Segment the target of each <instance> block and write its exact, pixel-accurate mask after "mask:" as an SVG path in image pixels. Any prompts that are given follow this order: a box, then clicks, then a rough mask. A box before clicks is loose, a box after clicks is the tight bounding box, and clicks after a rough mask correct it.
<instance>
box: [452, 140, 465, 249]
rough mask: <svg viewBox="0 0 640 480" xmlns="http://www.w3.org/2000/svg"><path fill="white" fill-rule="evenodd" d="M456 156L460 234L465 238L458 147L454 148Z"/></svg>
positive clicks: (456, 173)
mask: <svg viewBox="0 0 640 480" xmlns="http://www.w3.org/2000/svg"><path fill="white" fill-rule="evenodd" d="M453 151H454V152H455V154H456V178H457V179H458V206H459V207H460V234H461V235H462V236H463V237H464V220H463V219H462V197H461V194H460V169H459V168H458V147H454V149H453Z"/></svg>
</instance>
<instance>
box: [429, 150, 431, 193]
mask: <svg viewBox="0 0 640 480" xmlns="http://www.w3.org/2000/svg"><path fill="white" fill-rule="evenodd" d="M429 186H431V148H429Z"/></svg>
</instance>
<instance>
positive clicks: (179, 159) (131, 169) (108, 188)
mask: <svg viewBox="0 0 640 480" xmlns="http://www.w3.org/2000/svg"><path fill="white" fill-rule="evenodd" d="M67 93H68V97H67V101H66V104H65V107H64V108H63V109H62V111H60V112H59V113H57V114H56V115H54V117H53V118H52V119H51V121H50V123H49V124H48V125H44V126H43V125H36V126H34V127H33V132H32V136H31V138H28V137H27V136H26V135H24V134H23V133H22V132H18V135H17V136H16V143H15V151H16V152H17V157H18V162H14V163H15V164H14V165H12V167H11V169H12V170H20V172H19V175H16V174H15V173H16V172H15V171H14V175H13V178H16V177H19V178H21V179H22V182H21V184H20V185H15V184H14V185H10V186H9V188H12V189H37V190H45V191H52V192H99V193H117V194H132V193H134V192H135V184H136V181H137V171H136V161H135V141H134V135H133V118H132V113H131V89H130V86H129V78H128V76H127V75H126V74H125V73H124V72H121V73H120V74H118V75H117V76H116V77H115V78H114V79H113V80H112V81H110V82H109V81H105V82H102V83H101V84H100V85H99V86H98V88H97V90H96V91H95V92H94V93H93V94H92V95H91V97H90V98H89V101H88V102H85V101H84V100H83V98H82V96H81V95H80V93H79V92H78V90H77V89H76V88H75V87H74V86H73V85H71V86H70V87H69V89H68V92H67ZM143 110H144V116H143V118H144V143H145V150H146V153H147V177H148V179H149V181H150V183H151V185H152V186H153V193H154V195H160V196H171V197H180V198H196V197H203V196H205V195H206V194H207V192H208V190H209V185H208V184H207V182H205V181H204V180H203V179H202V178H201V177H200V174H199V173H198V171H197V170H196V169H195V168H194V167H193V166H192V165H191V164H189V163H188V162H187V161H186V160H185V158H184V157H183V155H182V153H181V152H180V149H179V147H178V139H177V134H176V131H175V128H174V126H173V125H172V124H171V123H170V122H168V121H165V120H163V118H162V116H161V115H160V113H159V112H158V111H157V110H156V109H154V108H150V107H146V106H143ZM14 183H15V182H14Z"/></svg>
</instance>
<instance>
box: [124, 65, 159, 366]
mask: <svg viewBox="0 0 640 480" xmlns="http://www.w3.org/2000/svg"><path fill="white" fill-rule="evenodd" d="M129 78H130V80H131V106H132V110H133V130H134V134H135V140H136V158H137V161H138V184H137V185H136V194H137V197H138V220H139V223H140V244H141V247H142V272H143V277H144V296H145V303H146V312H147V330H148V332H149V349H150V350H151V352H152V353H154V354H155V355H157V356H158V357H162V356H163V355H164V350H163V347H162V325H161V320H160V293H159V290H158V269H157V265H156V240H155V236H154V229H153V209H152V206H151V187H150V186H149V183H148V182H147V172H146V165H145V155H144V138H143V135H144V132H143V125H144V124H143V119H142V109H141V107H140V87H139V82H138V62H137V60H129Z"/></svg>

--

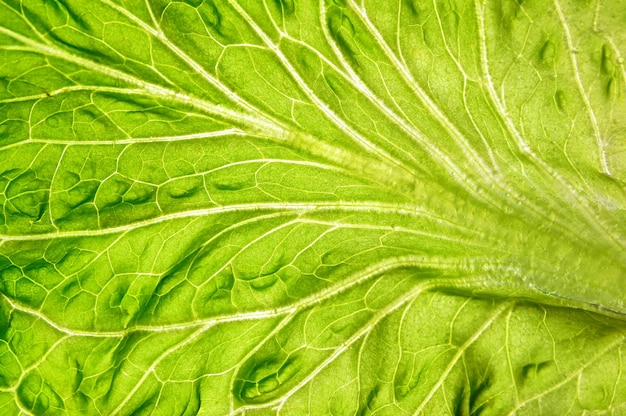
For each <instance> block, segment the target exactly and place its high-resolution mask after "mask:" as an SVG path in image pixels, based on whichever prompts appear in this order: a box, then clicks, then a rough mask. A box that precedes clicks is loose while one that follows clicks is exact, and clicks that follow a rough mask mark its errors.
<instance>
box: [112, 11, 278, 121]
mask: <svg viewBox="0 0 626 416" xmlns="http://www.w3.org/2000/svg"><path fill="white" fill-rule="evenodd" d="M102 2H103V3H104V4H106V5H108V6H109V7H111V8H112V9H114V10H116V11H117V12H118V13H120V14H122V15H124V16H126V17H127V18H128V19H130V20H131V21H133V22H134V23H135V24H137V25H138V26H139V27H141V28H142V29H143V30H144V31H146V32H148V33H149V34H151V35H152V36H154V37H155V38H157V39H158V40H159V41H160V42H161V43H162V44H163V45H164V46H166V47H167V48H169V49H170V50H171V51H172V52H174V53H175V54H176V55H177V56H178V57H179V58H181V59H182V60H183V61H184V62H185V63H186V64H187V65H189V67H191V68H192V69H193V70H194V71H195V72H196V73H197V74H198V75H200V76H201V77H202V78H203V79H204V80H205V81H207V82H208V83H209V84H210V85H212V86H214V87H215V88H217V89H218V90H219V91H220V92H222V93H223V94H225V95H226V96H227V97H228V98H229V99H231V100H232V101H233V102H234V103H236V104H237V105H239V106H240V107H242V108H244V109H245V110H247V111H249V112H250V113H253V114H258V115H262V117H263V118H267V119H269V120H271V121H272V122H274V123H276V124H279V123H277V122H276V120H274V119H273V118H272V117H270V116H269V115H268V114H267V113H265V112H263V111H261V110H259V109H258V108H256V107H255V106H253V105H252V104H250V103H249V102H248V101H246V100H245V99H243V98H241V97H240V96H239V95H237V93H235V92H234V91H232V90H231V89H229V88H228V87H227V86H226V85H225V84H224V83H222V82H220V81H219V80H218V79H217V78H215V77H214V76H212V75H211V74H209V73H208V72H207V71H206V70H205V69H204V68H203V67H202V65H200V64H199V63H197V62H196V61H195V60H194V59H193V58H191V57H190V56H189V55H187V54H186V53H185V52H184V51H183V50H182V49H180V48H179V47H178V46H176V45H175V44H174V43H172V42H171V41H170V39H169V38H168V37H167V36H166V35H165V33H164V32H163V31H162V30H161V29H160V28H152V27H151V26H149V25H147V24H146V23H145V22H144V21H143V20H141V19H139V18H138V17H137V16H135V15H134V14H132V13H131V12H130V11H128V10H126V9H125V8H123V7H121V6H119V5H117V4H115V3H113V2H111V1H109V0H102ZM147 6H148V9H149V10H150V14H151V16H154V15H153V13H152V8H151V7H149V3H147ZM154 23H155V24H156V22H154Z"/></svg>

---

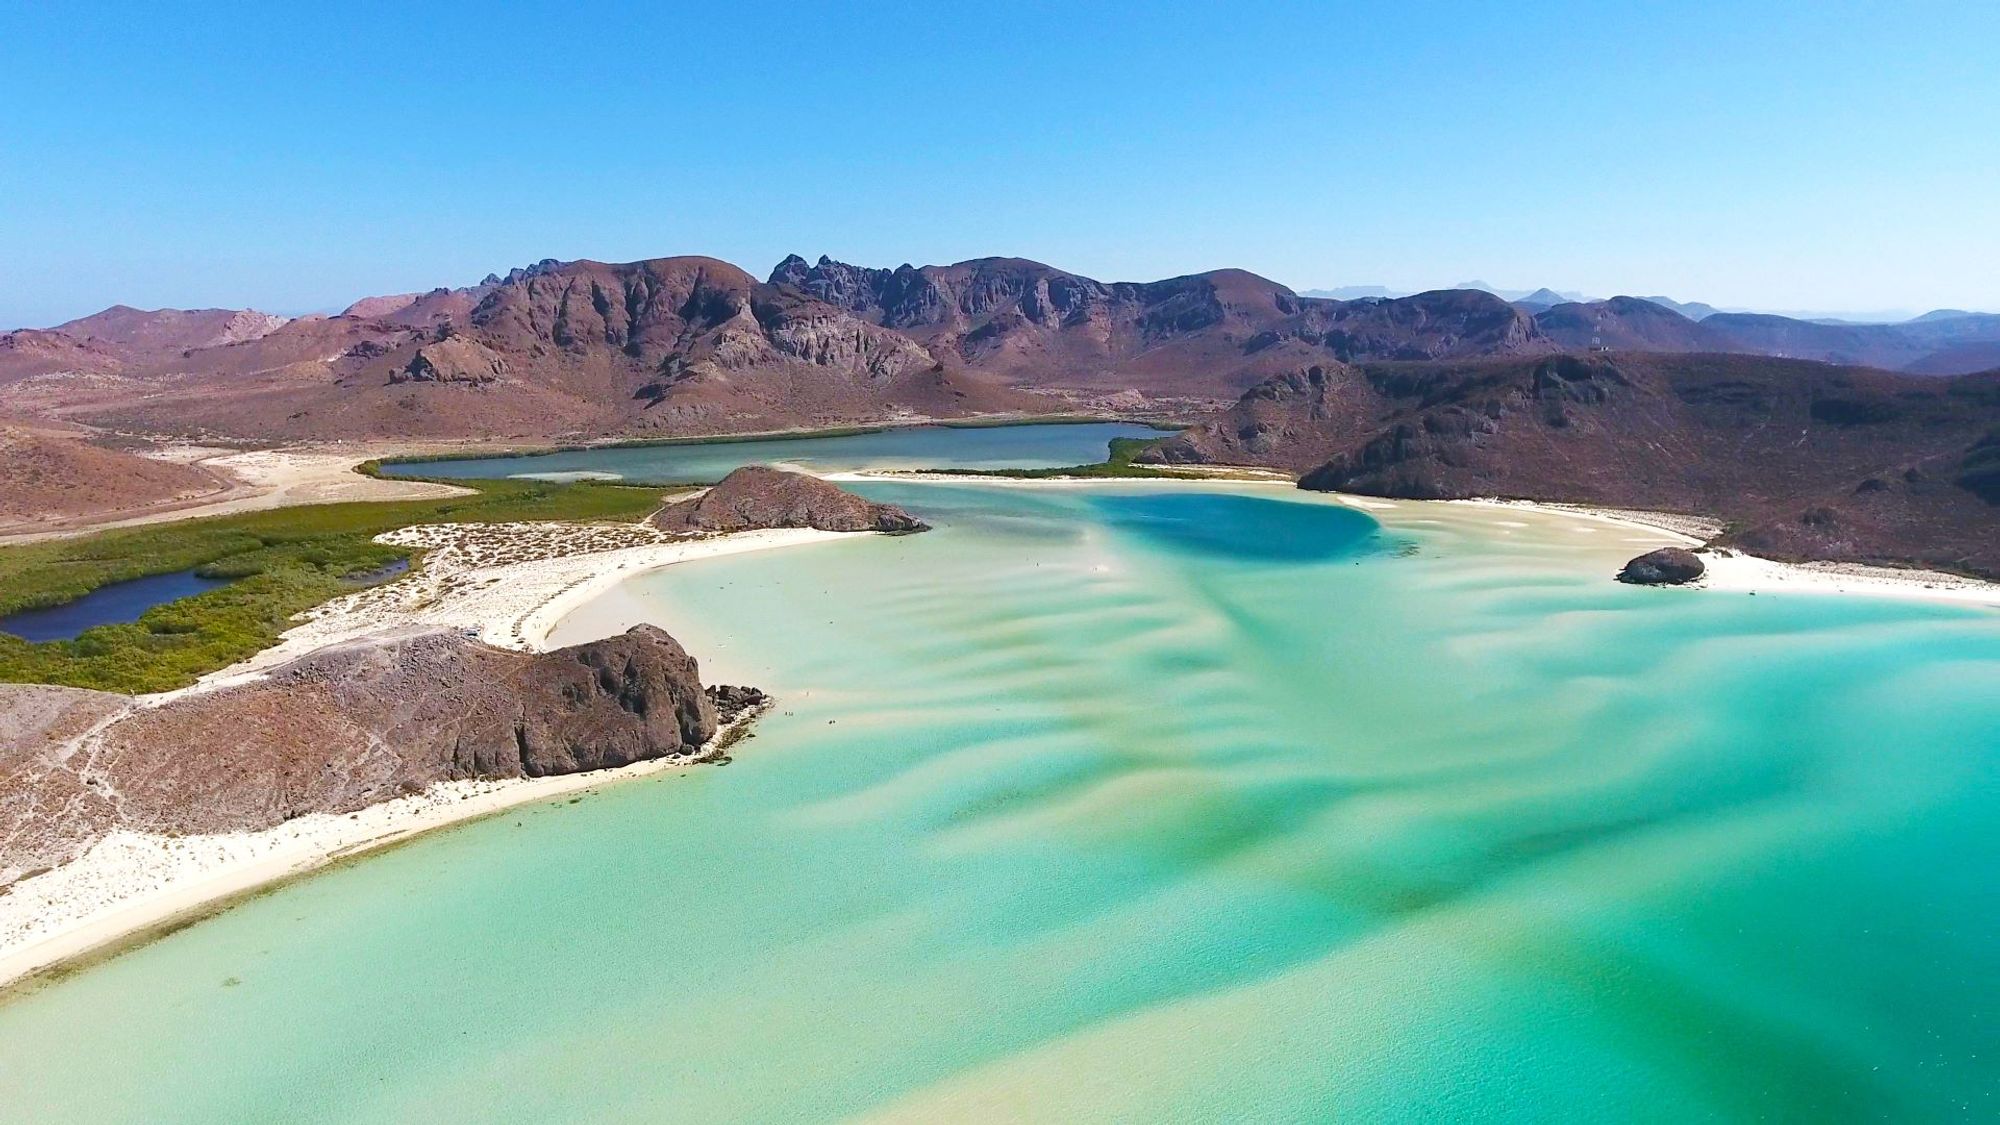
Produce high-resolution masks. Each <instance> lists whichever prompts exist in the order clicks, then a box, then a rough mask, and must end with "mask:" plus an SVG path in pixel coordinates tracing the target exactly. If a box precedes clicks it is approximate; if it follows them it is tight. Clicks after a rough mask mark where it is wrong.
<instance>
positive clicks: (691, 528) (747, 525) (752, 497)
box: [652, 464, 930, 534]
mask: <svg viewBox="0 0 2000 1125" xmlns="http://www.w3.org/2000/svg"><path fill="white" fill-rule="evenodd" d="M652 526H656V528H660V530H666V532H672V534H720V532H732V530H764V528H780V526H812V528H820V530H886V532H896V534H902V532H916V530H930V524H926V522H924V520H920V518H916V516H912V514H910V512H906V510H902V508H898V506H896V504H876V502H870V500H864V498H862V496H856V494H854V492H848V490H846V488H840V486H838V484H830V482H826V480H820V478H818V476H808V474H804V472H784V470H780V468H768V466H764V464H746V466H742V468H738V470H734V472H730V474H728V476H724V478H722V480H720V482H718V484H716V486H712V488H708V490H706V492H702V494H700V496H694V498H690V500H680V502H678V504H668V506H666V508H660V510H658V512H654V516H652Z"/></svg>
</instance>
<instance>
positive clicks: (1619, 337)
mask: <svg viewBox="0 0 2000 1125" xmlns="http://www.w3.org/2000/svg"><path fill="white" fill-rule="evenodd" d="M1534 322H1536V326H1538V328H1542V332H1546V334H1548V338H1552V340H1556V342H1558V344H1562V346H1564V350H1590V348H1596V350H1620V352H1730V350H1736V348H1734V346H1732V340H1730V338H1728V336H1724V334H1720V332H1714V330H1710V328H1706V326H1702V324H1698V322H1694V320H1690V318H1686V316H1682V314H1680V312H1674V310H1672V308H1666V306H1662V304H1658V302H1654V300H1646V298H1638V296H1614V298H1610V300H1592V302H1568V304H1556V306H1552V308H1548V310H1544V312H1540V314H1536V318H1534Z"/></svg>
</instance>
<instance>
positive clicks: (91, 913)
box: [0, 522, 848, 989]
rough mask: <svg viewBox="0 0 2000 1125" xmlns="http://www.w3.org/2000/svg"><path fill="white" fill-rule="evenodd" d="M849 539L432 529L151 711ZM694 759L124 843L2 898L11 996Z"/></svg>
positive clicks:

TRY IT: What is the number of lines above that hold the string "image"? Answer with that number alone.

FINISHED TASK: 2